GIVEN EXERCISE: Rewrite all of the records below, changing every occurrence of "test script" to "automated check" and keeping everything else unchanged. Leave the pictures out of your answer.

RECORDS FOR PROCESSING:
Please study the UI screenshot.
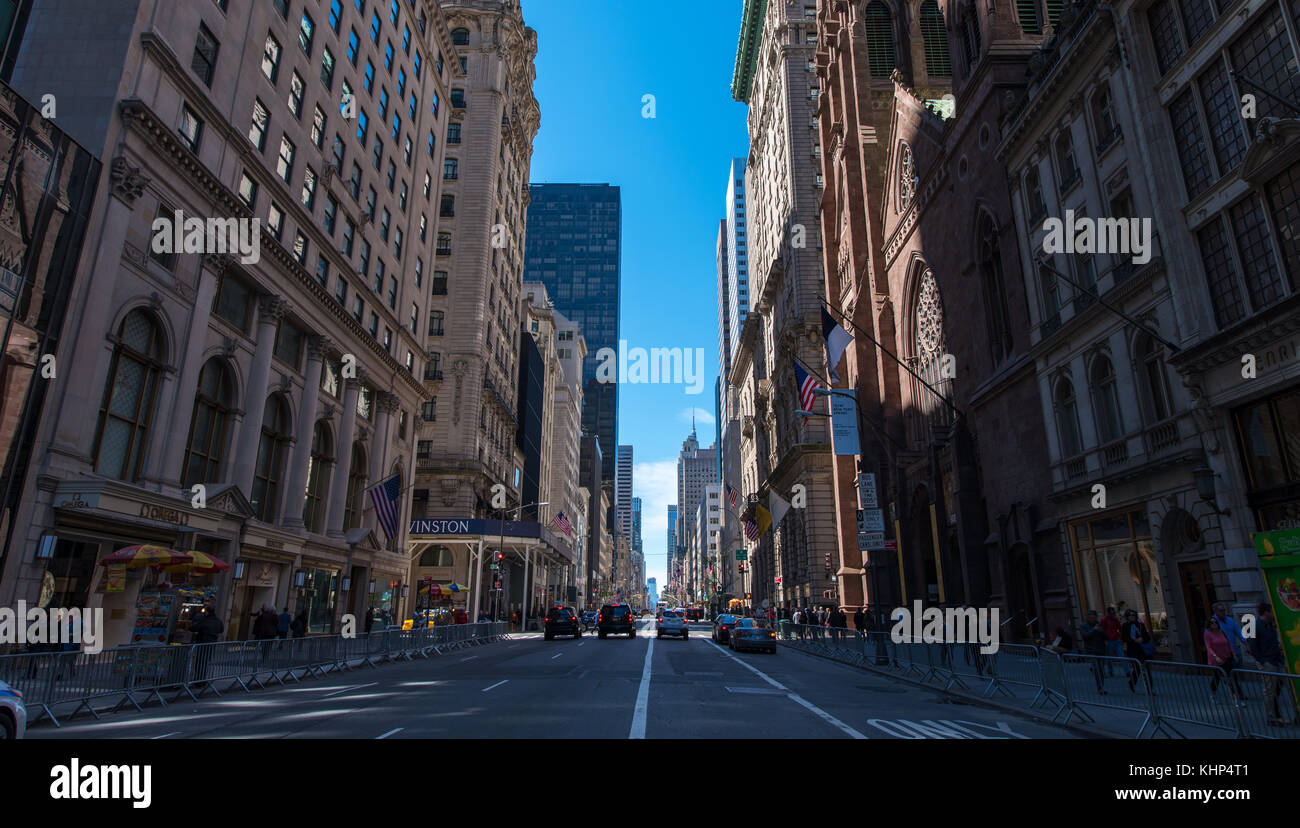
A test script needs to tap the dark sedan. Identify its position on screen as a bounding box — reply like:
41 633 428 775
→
542 607 582 641
714 615 740 643
728 619 776 653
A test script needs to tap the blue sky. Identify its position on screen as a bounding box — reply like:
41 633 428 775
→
523 0 749 585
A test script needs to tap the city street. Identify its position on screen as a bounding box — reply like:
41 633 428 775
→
29 619 1074 740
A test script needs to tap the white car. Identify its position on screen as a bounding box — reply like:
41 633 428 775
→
655 610 690 638
0 681 27 741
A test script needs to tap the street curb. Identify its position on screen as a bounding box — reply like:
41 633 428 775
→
769 647 1135 740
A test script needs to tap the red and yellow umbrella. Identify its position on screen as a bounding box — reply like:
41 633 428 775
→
99 543 194 569
163 549 230 573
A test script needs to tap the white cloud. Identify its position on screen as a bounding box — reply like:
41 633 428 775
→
632 458 677 588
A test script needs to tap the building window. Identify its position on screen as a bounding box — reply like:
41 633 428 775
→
920 0 953 78
190 22 221 88
1092 354 1125 443
176 104 203 152
276 135 296 185
250 394 289 523
94 311 164 482
248 97 270 152
303 420 334 533
239 170 257 209
298 12 316 57
343 443 365 529
261 31 280 86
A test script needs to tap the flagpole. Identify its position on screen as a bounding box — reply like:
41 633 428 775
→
822 299 966 417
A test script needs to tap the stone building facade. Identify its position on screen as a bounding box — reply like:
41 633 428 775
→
729 0 837 607
0 0 458 645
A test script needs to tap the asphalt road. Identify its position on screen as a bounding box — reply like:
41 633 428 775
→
27 619 1075 740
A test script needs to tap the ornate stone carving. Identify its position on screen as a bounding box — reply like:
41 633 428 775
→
257 294 289 325
108 156 151 207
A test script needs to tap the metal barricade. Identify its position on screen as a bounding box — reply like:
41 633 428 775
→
1138 662 1245 737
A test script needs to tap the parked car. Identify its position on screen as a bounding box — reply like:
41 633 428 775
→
728 619 776 654
542 607 582 641
595 603 637 638
0 681 27 741
714 612 740 643
655 610 690 640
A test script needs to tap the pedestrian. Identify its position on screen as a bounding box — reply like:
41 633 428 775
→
1203 615 1245 707
1121 610 1154 690
191 607 225 681
276 607 294 647
1079 610 1106 695
1247 601 1294 725
252 603 280 659
1101 607 1125 676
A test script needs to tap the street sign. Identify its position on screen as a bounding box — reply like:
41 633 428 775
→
858 472 880 508
858 508 885 533
858 532 885 552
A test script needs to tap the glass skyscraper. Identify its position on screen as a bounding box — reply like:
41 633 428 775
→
524 178 623 481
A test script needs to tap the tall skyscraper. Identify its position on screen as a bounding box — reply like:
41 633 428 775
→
614 446 632 549
524 183 623 481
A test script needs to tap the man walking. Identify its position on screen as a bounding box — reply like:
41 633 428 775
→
1248 601 1290 725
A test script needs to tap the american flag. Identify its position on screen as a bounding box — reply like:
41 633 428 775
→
794 363 822 424
371 472 402 541
554 512 573 537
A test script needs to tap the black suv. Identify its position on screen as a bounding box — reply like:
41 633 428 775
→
595 603 637 638
542 607 582 641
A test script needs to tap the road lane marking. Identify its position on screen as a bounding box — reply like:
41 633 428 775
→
628 638 654 738
321 681 378 698
709 641 867 738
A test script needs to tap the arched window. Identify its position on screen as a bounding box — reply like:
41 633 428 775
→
920 0 953 78
250 394 289 523
181 357 235 487
1092 354 1125 443
1056 377 1083 460
1015 0 1043 35
910 268 952 441
1138 334 1174 422
865 0 897 78
979 213 1013 365
94 311 163 481
343 443 365 529
303 420 334 532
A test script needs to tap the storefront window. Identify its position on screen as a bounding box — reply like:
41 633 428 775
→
1070 510 1169 651
298 569 338 633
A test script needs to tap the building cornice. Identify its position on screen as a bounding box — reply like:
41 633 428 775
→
732 0 767 104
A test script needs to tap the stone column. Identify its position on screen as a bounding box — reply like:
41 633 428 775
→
51 156 149 458
325 378 361 538
280 335 330 529
155 253 234 486
230 294 286 497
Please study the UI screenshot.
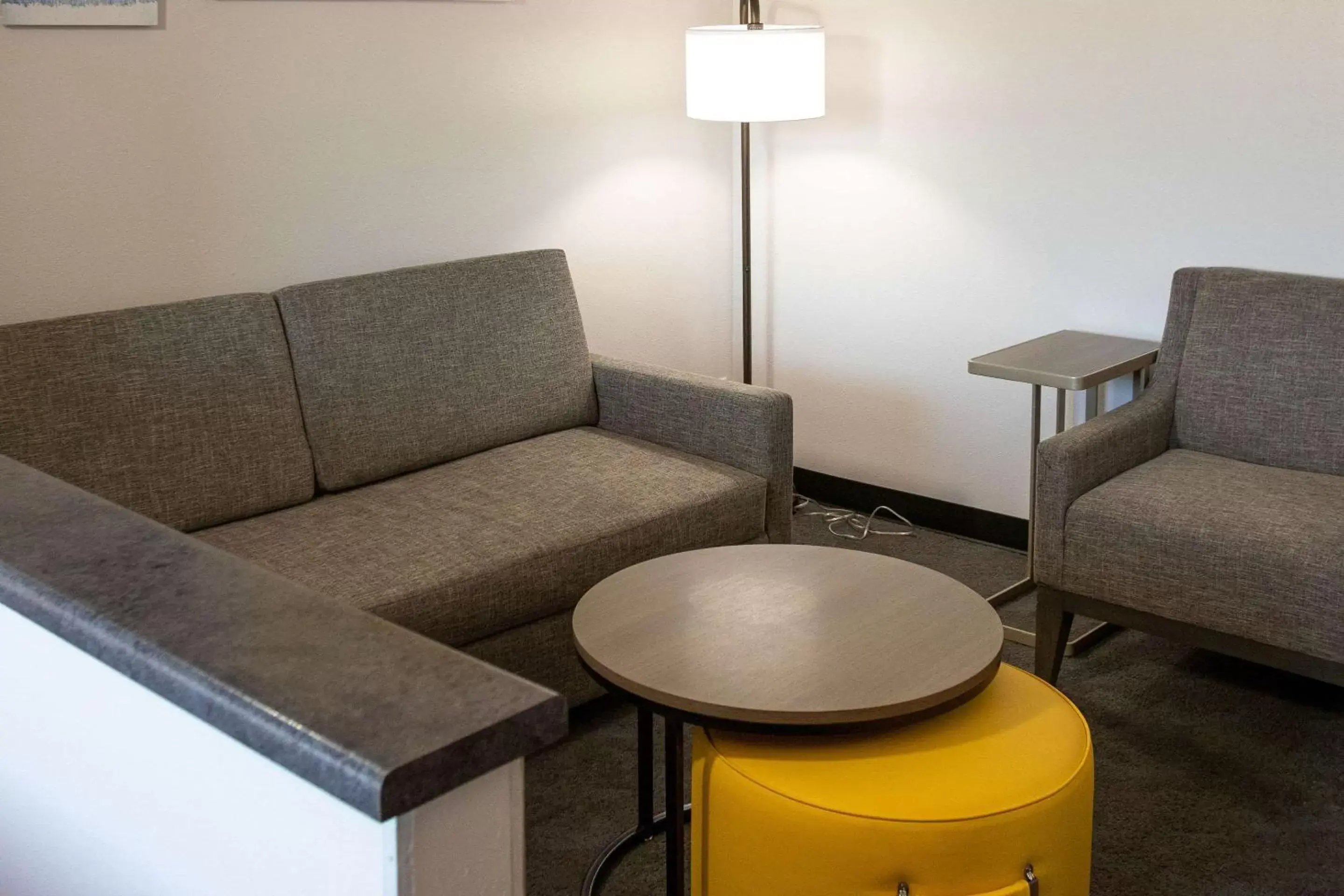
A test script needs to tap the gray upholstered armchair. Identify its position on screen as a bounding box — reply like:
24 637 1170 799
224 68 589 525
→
1035 267 1344 684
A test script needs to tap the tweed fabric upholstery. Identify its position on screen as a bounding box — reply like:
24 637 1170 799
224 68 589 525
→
0 294 313 531
1062 448 1344 662
1032 384 1175 594
461 611 606 709
275 250 597 490
593 355 793 544
1172 269 1344 476
200 427 766 645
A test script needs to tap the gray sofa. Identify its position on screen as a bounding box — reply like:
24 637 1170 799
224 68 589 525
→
0 251 793 702
1034 269 1344 684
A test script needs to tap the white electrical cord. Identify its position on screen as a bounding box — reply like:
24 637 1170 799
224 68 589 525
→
793 492 915 541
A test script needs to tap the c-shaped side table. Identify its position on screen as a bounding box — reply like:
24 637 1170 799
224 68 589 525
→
966 329 1159 657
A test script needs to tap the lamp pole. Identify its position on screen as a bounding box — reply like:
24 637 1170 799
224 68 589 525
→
738 0 765 383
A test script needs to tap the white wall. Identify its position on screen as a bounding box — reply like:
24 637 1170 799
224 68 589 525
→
0 0 1344 516
758 0 1344 516
0 0 731 375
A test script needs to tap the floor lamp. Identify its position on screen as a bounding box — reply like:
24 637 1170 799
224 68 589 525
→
686 0 826 383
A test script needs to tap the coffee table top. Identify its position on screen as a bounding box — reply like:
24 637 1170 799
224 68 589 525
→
574 544 1002 727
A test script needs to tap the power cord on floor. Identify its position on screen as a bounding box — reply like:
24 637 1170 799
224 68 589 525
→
793 492 915 541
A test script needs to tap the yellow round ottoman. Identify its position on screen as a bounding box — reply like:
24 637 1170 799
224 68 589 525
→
691 665 1092 896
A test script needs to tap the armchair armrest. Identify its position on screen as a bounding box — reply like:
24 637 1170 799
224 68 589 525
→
593 355 793 544
1032 383 1176 588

RESPONSE TO THE TASK:
Please study the UI screenshot.
A automated check needs to tap the dark sedan. Identify its position on screen as a bounding box — reply like:
41 633 428 775
→
542 607 582 641
714 615 740 643
728 619 776 653
A automated check needs to tap the blue sky. Identify its position on screen as a bounding box — reply like:
41 633 428 775
→
523 0 749 585
A automated check needs to tap the city street. Identify its position on screen as a bounding box — reply like:
41 633 428 775
→
29 619 1074 740
A automated check needs to tap the white car. Identify its position on screen as a bounding box — reply like:
41 633 428 775
→
655 610 690 638
0 681 27 741
A automated check needs to tap the street curb. Identify its position on screen as a bounding box — reply like:
41 633 428 775
→
769 647 1135 740
A automated check needs to tap the red and yellow umbrella. Identify its position on screen as a bounding box — reply like:
41 633 428 775
→
99 543 194 569
163 549 230 573
A automated check needs to tap the white cloud. Identify its position on screen as a bounding box — reply like:
41 633 428 775
→
632 458 677 588
A automated check needs to tap the building window. Identify its position on screen as a bounding box — reply like:
41 633 428 775
→
920 0 953 78
190 22 221 88
1092 354 1125 443
176 104 203 152
276 135 296 185
250 394 289 523
94 311 164 482
248 97 270 152
303 420 334 533
239 170 257 209
298 12 316 57
343 443 365 529
261 31 280 86
A automated check needs to tap the flagpole. Identify its position on screen as a bounding box — reply like:
41 633 428 775
→
822 299 966 417
A automated check needs to tap the stone building facade. Identify its position on screen as a bounding box — reply like:
41 633 428 775
→
729 0 837 607
0 0 458 645
A automated check needs to tap the asphalt road. Identify its position on screen as a bounding box — reply like:
41 633 428 775
→
27 619 1075 740
A automated check needs to tap the ornate stone carving. Identify its position on screen as a bounding box — reply like:
41 633 428 775
→
257 294 289 325
108 156 151 207
A automated check needs to tap the metal barricade. Identify its position on screen as a bounding box — reply like:
41 633 428 775
→
1138 662 1245 737
A automated check needs to tap the parked car. Identify its position on screen as a bounding box — reply like:
41 633 428 775
→
728 619 776 654
542 607 582 641
595 603 637 638
0 681 27 741
714 612 740 643
655 610 690 640
A automated check needs to tap the pedestrian. Identify its position on screen as a bounding box — reply like:
41 633 428 775
→
1203 615 1245 707
1121 610 1154 690
191 607 225 681
276 607 294 647
1079 610 1106 695
1247 601 1294 725
252 603 280 659
1101 607 1125 676
A automated check needs to tap the street sign. Identify its position on screen as a bounding box — reply like:
41 633 428 775
→
858 472 880 508
858 508 885 533
858 532 885 552
A automated check needs to tap the glass skyscraper. Identify its position on screen as a bounding box — reply like:
41 633 428 775
→
524 178 623 481
A automated check needs to tap the tall skyscraper. Identify its position on screen as a bounding box — reply like:
41 633 428 775
→
614 446 632 549
524 183 623 481
A automated check needs to tap the man walking. Identify its position on screen as a bounding box — reply like:
41 633 428 775
→
1248 601 1290 725
A automated check needs to tap the american flag. Identify its position on screen as a bounding box — reply like:
41 633 428 775
→
794 363 822 424
371 472 402 541
554 512 573 537
A automated check needs to tap the black suv. Identify its position on screen as a bounding box — reply like:
41 633 428 775
→
595 603 637 638
542 607 582 641
A automated check needs to tap the road lane marking. Identify its position on screen as a bounding box — reply like:
41 633 428 775
→
628 638 654 738
321 681 378 698
709 641 867 738
A automated check needs to tap the arched window. Identify its position on screen as a bounding box — reply like:
41 633 428 775
→
920 0 953 78
250 394 289 523
181 357 235 487
1092 354 1125 443
1056 377 1083 460
1015 0 1043 35
910 268 952 441
1138 334 1174 422
865 0 897 78
979 213 1013 365
94 311 163 481
343 443 365 529
303 420 334 532
A automated check needs to tap the storefront window. Identify its position on screen as a bounding box — reply like:
41 633 428 775
→
1070 510 1169 651
298 569 338 633
A automated check needs to tap the building cornice. Identify its position on screen as a bounding box — reply like:
41 633 428 775
→
732 0 767 104
A automated check needs to tap the stone column. Identify its position on screen as a bounding box — reply like:
41 633 428 775
→
51 156 149 458
325 378 361 538
280 335 330 529
155 253 234 486
230 294 286 497
Please study the UI screenshot.
A automated check needs to tap the gray upholstered armchair. Identify its position on screen as a bounding box — reply like:
24 637 1170 799
224 68 589 525
→
1035 267 1344 684
A automated check needs to tap the tweed fabric upholstery. Identify its position on screen as a bounding box — reply like:
24 637 1170 799
224 68 589 525
→
0 294 313 531
1062 448 1344 662
1032 384 1175 594
461 611 606 709
275 250 597 490
593 355 793 544
1172 269 1344 476
200 427 766 645
A automated check needs to tap the gray sofa. Identify its position on screen as a bounding box — reply like:
24 637 1170 799
224 68 589 525
→
0 251 793 702
1034 269 1344 684
A automated check needs to tap the white electrical cord. Identify its position on screen as a bounding box — reply like:
24 637 1170 799
224 68 589 525
→
793 492 915 541
A automated check needs to tap the c-shaped side table. Identify its position on screen as a bounding box — reply like:
24 637 1170 799
224 68 589 525
→
966 329 1159 657
A automated check needs to tap the lamp pole. Identify its position on screen as a bounding box — reply like:
24 637 1170 799
224 68 589 525
→
738 0 765 383
A automated check needs to tap the white wall. Identify its position on screen as a bounding box — reply like:
24 637 1170 799
224 68 589 525
→
0 0 1344 516
758 0 1344 516
0 0 731 375
A automated check needs to tap the floor lamp. Identify its position on screen as a bounding box — reply like:
24 637 1170 799
224 68 589 525
→
686 0 826 383
A automated check needs to tap the coffee table top. Identify its position on screen as a bounding box — reply like:
24 637 1170 799
224 68 589 525
→
574 544 1002 727
A automated check needs to tap the power cord on floor. Identify its position on screen as a bounding box — reply like:
24 637 1170 799
224 68 589 525
→
793 492 915 541
A automated check needs to tap the yellow round ottoman. Identify its position on screen as a bounding box — reply like:
24 637 1170 799
224 68 589 525
→
691 665 1092 896
A automated check needs to tap the armchair armrest. Identify its position on screen as a bounding box — reply like:
24 637 1170 799
224 68 589 525
→
593 355 793 544
1032 383 1176 588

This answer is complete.